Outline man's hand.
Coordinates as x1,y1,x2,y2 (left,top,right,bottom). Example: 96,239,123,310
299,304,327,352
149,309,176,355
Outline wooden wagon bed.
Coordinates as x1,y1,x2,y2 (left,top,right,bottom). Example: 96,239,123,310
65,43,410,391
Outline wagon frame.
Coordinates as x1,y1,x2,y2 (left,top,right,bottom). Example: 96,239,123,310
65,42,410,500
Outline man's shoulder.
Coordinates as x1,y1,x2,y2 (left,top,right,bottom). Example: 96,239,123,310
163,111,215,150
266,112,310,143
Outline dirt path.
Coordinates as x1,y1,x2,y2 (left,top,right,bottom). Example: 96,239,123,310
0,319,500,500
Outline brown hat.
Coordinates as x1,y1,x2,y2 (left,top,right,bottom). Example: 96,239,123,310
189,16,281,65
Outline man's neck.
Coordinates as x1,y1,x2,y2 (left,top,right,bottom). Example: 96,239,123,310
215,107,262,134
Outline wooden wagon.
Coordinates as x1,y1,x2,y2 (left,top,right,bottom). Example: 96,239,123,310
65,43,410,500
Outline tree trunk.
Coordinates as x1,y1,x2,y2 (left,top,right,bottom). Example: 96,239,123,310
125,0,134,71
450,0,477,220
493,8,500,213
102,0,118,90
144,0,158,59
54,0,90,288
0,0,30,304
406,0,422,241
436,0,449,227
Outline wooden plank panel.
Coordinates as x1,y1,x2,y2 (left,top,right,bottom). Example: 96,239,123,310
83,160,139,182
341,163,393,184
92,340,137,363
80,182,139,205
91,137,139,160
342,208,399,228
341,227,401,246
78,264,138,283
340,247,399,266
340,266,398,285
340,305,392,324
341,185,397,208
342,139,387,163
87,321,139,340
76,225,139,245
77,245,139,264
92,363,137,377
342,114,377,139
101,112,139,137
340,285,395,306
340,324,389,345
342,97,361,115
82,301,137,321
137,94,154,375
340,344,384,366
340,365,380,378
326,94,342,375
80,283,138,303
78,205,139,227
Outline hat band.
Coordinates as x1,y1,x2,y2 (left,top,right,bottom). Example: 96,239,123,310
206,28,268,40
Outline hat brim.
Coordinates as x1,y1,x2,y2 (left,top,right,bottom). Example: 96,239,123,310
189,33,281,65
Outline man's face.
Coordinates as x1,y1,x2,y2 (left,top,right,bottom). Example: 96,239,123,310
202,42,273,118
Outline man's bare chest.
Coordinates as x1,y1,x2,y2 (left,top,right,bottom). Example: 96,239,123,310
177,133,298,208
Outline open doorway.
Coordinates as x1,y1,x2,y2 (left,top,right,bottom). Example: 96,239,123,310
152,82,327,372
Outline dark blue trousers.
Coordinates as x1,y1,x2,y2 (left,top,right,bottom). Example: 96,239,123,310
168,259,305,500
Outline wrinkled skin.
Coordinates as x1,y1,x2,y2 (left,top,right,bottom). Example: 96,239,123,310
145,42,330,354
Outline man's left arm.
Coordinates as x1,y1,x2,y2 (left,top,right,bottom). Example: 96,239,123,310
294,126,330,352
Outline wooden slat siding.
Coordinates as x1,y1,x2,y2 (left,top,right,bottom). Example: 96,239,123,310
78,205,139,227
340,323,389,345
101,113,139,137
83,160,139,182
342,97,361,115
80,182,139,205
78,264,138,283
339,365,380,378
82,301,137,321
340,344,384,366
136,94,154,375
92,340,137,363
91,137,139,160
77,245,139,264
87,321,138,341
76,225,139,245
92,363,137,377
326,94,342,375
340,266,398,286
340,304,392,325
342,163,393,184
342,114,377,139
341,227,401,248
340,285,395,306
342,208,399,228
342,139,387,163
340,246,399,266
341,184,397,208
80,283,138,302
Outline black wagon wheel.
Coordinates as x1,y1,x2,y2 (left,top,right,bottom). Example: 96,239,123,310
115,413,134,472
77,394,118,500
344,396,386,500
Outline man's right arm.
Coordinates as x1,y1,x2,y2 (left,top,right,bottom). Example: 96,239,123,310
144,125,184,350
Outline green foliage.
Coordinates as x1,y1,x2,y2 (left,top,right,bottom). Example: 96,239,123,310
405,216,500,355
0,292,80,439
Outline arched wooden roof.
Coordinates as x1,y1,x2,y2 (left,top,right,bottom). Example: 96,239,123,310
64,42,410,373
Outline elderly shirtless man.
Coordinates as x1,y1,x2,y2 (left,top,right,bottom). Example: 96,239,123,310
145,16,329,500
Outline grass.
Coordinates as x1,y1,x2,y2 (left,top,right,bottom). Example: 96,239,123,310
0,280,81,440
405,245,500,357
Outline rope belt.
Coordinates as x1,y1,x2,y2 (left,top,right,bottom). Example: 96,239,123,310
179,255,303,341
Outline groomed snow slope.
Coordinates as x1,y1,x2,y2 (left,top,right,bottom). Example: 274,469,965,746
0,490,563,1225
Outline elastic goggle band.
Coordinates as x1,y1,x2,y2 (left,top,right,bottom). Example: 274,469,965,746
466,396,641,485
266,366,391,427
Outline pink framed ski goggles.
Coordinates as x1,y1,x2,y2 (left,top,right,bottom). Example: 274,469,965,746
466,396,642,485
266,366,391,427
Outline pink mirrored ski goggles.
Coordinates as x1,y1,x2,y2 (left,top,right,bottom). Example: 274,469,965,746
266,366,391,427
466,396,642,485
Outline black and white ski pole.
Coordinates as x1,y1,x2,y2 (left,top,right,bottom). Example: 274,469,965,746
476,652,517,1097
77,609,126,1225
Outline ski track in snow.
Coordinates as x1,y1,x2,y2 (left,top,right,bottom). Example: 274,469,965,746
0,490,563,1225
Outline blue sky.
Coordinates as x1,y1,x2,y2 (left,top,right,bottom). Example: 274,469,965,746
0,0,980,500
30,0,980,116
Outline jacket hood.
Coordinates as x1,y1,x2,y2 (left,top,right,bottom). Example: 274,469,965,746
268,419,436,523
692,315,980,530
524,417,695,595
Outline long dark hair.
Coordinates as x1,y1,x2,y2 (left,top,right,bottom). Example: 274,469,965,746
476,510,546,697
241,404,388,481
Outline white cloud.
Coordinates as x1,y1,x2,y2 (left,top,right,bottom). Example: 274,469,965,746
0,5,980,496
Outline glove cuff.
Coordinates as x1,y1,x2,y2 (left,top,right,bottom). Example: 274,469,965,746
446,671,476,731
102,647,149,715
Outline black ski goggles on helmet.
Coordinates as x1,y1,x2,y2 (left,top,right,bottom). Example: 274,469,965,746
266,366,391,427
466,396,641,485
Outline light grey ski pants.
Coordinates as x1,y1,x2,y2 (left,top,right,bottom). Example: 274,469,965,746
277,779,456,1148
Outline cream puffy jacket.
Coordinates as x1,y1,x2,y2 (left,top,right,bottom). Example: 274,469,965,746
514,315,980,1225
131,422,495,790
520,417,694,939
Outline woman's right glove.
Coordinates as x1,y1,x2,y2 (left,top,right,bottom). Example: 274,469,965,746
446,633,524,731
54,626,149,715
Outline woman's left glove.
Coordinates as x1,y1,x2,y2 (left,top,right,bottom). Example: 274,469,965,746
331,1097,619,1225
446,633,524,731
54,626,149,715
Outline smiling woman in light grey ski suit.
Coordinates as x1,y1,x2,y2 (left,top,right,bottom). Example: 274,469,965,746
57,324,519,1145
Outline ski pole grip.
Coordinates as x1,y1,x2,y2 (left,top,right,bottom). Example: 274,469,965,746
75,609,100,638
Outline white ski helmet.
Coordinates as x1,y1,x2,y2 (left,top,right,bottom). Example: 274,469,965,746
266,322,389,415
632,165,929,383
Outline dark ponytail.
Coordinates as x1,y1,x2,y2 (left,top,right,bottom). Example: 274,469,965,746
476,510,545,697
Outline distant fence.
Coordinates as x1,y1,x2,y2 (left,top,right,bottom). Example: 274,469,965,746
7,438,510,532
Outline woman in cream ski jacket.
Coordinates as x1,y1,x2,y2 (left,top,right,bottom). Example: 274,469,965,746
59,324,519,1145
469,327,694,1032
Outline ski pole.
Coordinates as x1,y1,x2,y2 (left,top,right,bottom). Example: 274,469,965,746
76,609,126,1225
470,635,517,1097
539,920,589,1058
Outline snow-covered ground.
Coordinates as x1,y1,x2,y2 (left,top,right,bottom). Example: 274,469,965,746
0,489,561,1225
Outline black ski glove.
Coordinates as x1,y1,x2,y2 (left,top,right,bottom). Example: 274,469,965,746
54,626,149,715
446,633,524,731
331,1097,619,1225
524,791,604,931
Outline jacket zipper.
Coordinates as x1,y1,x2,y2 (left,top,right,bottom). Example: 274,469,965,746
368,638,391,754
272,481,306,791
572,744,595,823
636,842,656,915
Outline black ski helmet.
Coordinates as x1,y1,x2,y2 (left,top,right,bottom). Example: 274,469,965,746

To do:
Copy the listing above word for word, starting at its first line and ending with the line that contains "0,319,500,500", both included.

Answer to this problem:
Outline man's hand.
Coordinates as x1,y1,x2,y2 (left,top,right,bottom). Example: 96,239,123,310
299,304,327,352
149,309,176,355
Outline wooden wagon bed.
Coordinates as x1,y1,x2,y2 (left,top,right,bottom). Example: 96,239,123,310
65,43,410,391
Outline wagon frame.
Coordinates as x1,y1,x2,y2 (left,top,right,bottom). Example: 96,239,123,310
65,42,410,500
Outline man's shoulder.
Coordinates as x1,y1,x2,y2 (left,top,right,bottom). Example: 96,239,123,310
163,111,215,150
266,112,310,143
Outline dirt path.
Coordinates as x1,y1,x2,y2 (left,top,right,bottom). Example: 96,239,123,310
0,319,500,500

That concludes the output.